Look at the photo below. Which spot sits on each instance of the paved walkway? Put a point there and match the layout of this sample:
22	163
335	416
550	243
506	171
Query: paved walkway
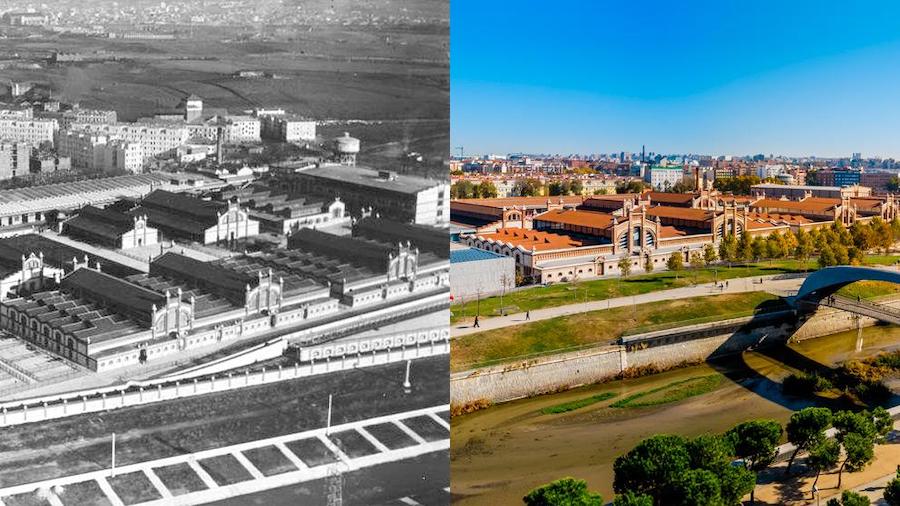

------------------------------------------------------------

▶ _What the exercise asks_:
Please rewrite the records with every "paved walkway" changed to "stone path" and everything else left as is. Leave the pictures out.

▶ _Task answer_:
Look at the photo below. Which spot sits on each instance of the stone path? Put a point there and match the layout of this sample:
22	163
335	416
550	243
506	171
Query: stone path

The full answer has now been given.